───── Data records

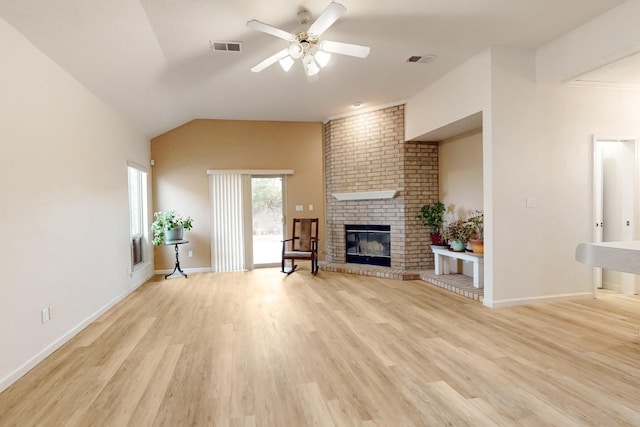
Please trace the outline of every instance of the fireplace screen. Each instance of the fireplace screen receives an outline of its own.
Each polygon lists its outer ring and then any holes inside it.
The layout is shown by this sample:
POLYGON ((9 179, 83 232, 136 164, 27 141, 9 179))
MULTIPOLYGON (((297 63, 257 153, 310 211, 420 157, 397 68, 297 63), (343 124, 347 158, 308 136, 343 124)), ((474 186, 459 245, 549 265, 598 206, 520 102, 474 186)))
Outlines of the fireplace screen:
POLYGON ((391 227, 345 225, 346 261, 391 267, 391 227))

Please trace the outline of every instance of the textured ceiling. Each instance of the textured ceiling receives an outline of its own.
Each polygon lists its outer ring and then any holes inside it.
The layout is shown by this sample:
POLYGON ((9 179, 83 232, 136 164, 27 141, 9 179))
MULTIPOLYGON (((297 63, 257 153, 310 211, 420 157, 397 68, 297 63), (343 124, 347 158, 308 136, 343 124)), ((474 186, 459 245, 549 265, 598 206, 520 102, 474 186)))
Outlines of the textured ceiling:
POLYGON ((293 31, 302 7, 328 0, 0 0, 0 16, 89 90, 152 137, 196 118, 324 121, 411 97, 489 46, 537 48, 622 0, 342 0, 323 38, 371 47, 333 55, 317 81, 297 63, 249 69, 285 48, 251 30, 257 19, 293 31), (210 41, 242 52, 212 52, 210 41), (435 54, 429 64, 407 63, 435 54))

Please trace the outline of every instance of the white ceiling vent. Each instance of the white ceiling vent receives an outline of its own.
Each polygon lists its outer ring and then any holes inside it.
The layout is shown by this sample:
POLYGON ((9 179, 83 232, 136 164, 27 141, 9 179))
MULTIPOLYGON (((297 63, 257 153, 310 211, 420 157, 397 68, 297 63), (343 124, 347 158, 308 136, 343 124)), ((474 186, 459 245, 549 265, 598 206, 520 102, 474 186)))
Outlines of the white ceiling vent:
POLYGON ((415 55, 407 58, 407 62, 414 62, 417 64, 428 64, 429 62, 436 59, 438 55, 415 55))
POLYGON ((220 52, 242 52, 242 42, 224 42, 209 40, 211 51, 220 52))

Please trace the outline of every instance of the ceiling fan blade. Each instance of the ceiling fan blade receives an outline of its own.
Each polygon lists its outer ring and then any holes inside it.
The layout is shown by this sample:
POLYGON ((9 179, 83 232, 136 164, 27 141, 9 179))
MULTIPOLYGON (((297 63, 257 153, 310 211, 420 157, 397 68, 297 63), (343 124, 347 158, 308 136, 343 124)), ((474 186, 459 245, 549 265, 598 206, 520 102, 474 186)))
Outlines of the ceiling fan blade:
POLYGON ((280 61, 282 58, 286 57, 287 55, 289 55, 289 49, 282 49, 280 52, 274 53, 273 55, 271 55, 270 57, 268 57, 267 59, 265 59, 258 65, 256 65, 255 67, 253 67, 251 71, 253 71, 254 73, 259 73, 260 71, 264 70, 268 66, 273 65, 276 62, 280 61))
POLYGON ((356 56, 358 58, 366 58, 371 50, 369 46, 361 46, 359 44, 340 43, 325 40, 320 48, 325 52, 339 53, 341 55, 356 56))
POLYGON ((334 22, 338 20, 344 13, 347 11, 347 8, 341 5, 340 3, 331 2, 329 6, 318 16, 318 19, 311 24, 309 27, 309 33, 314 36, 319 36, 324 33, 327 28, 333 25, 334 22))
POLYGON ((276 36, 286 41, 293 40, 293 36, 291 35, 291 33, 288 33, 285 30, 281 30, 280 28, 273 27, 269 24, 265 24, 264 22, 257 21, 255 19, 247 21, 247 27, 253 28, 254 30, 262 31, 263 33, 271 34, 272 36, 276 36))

──────────

What to work on:
The pictures alone are to be left out when the data above is copied; all else must match exactly.

Response:
Please trace the outline of every instance of the fireplace screen. Each instance of the fireplace screen receives an outline of its own.
Each polygon lists its outer ring and then any holes inside it.
The layout is shown by this sample:
POLYGON ((9 179, 83 232, 136 164, 27 141, 9 179))
MULTIPOLYGON (((297 63, 257 153, 310 211, 420 157, 397 68, 297 63), (343 124, 347 158, 308 136, 343 124)), ((474 186, 459 245, 549 265, 598 206, 520 102, 474 186)))
Outlines of the fireplace screen:
POLYGON ((391 227, 345 225, 346 261, 391 267, 391 227))

Please trace the outline of every instance of the textured ceiling. Each instance of the textured ceiling receives an outline of its own.
Each polygon lists its outer ring and then any holes inside it.
The layout is shown by this sample:
POLYGON ((9 179, 83 232, 136 164, 27 141, 9 179))
MULTIPOLYGON (((297 63, 257 153, 310 211, 420 157, 397 68, 297 63), (343 124, 347 158, 308 136, 343 124)), ((474 186, 459 245, 549 265, 598 206, 520 102, 474 186)))
Outlines of the textured ceiling:
POLYGON ((293 31, 302 7, 328 0, 0 0, 0 16, 89 90, 152 137, 196 118, 324 121, 411 97, 489 46, 537 48, 622 0, 342 0, 323 38, 371 47, 333 55, 317 81, 297 63, 249 69, 285 48, 251 30, 257 19, 293 31), (210 41, 242 52, 212 52, 210 41), (435 54, 429 64, 407 63, 435 54))

Please trace the outline of every instance of the white ceiling vent. Each instance of the white ceiling vent receives an outline of its own.
Each polygon lists its outer ring and then any holes inside it.
The layout is shown by this sample:
POLYGON ((9 179, 83 232, 136 164, 27 141, 9 179))
MULTIPOLYGON (((297 63, 257 153, 310 211, 420 157, 397 68, 297 63), (343 124, 347 158, 308 136, 343 124)), ((474 186, 459 245, 549 265, 598 206, 520 102, 474 186)))
Outlines of the white ceiling vent:
POLYGON ((415 55, 407 58, 407 62, 414 62, 417 64, 428 64, 429 62, 436 59, 438 55, 415 55))
POLYGON ((220 52, 242 52, 242 42, 224 42, 209 40, 211 51, 220 52))

Please trace the outline of every instance of the ceiling fan blade. Each instance of the ceiling fan blade receives an outline of its own.
Each polygon lists its outer ring and then any holes inside it.
The layout is shown by this sample:
POLYGON ((9 179, 83 232, 136 164, 27 141, 9 179))
MULTIPOLYGON (((297 63, 257 153, 310 211, 420 157, 397 68, 297 63), (343 124, 347 158, 308 136, 343 124)), ((474 186, 459 245, 549 265, 598 206, 520 102, 474 186)))
Outlines of the ceiling fan blade:
POLYGON ((280 61, 282 58, 286 57, 287 55, 289 55, 289 49, 282 49, 280 52, 274 53, 273 55, 271 55, 270 57, 268 57, 267 59, 265 59, 258 65, 256 65, 255 67, 253 67, 251 71, 253 71, 254 73, 259 73, 260 71, 264 70, 268 66, 273 65, 276 62, 280 61))
POLYGON ((356 56, 358 58, 366 58, 371 50, 369 46, 361 46, 359 44, 340 43, 325 40, 320 48, 325 52, 339 53, 341 55, 356 56))
POLYGON ((334 22, 338 20, 344 13, 347 11, 347 8, 341 5, 340 3, 331 2, 329 6, 318 16, 318 19, 311 24, 309 27, 309 33, 314 36, 319 36, 324 33, 327 28, 333 25, 334 22))
POLYGON ((276 36, 286 41, 293 40, 293 36, 291 35, 291 33, 288 33, 285 30, 281 30, 280 28, 273 27, 269 24, 265 24, 264 22, 257 21, 255 19, 247 21, 247 27, 253 28, 254 30, 262 31, 263 33, 271 34, 272 36, 276 36))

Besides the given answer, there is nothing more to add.